» **Short problem**
Count the lines in the material below that contain the word "white", matching case exactly, and reply with only that number.

» **Extracted entries**
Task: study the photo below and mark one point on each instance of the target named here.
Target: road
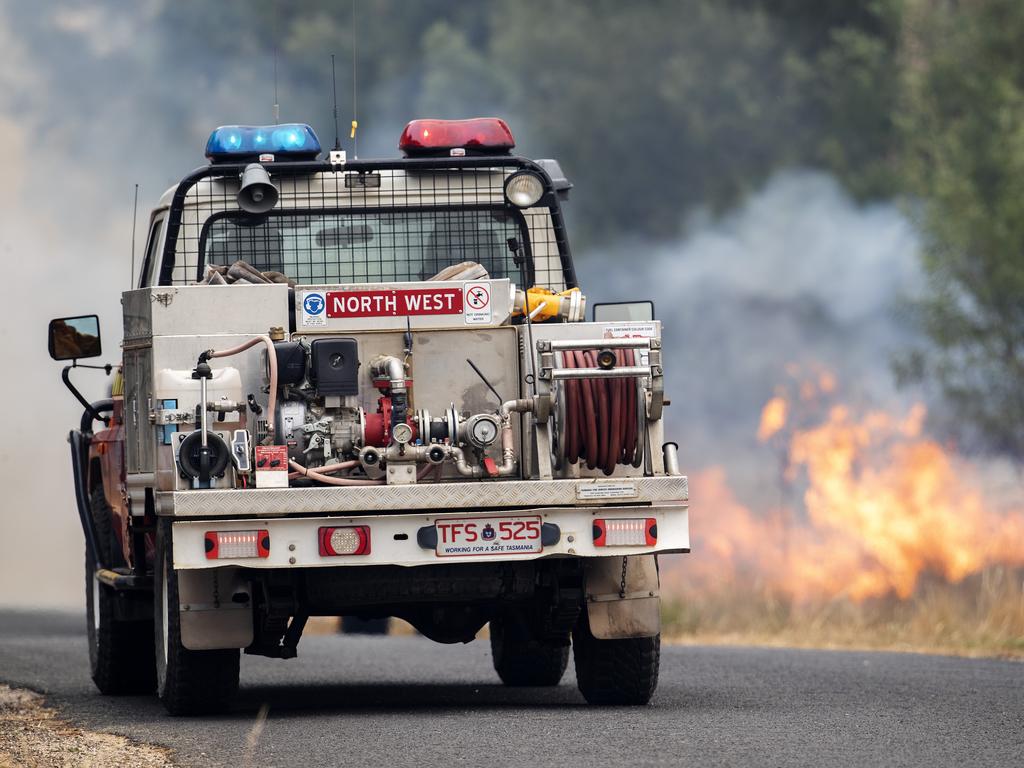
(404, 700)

...

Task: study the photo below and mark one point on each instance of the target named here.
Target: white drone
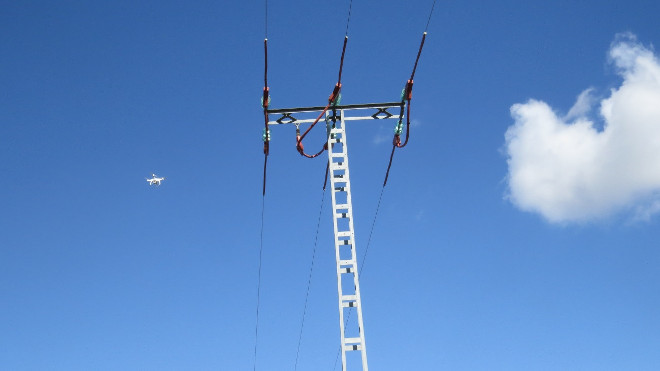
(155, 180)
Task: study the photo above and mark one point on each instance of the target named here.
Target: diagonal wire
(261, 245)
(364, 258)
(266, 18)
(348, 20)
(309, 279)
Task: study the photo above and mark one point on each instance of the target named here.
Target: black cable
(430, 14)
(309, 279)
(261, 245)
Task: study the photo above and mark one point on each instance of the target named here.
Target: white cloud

...

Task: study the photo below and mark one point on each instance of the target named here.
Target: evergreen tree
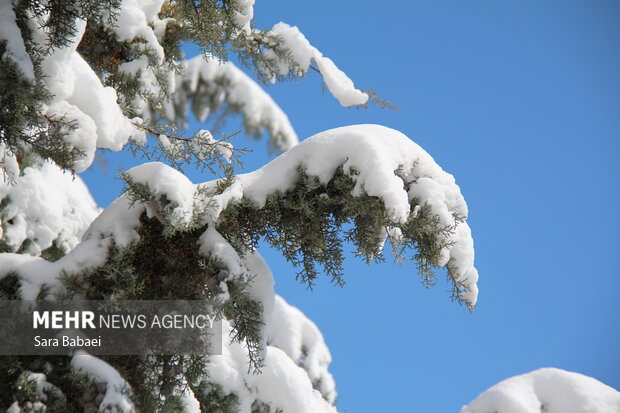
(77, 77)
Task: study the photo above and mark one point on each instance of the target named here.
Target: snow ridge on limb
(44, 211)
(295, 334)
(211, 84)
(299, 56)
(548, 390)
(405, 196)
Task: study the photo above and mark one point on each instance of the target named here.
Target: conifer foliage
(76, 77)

» **Result of this exercise**
2